======== SOURCE DATA

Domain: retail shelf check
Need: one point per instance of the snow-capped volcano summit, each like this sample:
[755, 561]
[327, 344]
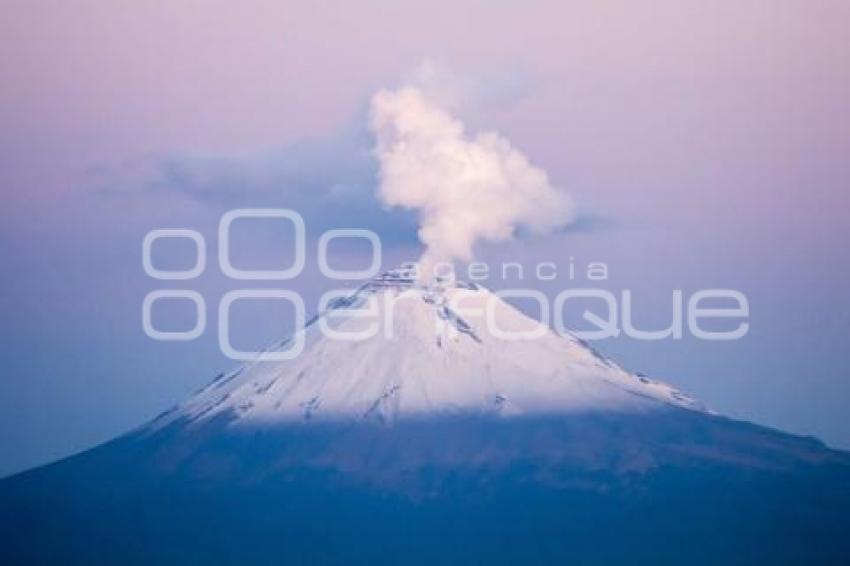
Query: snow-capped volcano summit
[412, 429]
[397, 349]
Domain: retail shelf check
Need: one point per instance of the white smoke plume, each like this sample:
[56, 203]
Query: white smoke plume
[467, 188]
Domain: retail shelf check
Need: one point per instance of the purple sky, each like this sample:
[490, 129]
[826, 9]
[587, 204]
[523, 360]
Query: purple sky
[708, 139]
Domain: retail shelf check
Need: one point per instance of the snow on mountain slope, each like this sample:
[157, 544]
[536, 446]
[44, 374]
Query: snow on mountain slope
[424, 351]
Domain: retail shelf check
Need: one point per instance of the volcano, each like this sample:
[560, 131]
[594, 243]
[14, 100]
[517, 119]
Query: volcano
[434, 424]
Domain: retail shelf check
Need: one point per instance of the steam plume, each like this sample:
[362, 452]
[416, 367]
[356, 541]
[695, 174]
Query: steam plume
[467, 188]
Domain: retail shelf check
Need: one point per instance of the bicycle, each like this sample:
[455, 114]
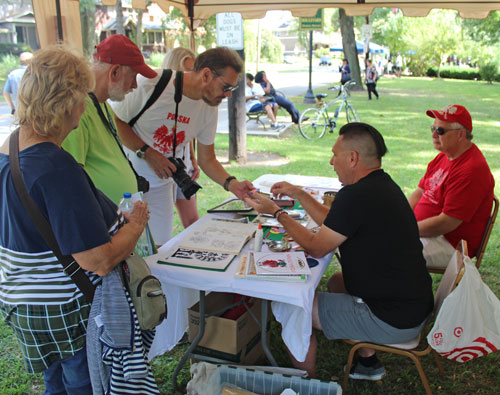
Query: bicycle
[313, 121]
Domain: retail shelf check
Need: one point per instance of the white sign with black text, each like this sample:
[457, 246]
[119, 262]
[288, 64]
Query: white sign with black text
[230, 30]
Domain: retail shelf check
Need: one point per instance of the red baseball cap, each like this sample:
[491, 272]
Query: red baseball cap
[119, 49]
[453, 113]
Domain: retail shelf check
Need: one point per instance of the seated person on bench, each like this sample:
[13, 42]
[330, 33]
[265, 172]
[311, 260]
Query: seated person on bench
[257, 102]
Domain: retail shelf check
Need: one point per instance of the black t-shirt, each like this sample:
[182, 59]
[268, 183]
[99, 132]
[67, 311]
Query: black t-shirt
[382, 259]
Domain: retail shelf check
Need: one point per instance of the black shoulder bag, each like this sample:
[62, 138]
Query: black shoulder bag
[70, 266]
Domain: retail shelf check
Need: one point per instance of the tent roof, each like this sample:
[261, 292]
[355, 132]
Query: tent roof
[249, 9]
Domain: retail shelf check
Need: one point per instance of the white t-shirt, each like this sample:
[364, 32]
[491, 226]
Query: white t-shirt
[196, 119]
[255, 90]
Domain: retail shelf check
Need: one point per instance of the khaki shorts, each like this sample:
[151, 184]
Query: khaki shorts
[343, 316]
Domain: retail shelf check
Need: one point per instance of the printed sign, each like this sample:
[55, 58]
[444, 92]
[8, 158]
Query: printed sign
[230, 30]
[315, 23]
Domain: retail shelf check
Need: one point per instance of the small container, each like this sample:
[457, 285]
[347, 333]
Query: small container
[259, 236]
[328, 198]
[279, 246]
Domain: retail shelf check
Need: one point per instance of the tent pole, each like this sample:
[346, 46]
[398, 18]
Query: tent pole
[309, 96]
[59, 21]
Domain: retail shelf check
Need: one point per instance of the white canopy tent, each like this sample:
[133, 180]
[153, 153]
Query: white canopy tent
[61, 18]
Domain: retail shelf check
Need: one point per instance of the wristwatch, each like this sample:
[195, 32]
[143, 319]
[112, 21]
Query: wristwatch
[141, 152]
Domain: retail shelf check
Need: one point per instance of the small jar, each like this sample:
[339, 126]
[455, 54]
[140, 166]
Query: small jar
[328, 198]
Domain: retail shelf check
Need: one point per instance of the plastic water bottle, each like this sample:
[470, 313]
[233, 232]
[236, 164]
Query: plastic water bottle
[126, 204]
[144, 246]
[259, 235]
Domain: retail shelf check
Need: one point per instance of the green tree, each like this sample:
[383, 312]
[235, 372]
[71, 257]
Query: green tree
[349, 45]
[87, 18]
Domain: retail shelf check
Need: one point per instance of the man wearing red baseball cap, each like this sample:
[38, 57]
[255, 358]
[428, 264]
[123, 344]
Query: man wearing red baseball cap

================

— PROBLEM DETAILS —
Starting at the line that contains "Need: one point per instance of the tent pole, each", write out every line to the end of the entries, exactly as given.

— RESPONSE TO THE TASK —
Need: one point per instance of the tent pole, each like this sample:
[346, 46]
[398, 18]
Query: tent pole
[309, 96]
[59, 21]
Domain: retail shelf check
Need: one point per instance of the white canopy tent, each like this sample:
[133, 180]
[153, 153]
Query: white canopy tent
[61, 18]
Domain: retail shelf check
Need: one point per instance of the wristwatch, each like this sample:
[195, 32]
[143, 319]
[112, 21]
Query: wristwatch
[141, 152]
Domain: retail shelf check
Need: one point per instance of the small jar, each like this sample:
[339, 126]
[455, 54]
[140, 166]
Query: small jar
[328, 198]
Domain: retail shelf check
Need: one point per instance of the plastic water bottle, each like this sample:
[470, 313]
[233, 232]
[236, 164]
Query: plastic water bottle
[126, 204]
[144, 246]
[259, 235]
Domain: retail shelf check
Need: one point per instance of the green tree, each like this sample:
[383, 312]
[235, 372]
[71, 257]
Query: green tree
[349, 45]
[87, 18]
Domain: retail shelf check
Need: one point per instance of the man wearing red baseball cap, each like this sample:
[38, 57]
[255, 358]
[428, 264]
[123, 344]
Query: man wearing red baseball cap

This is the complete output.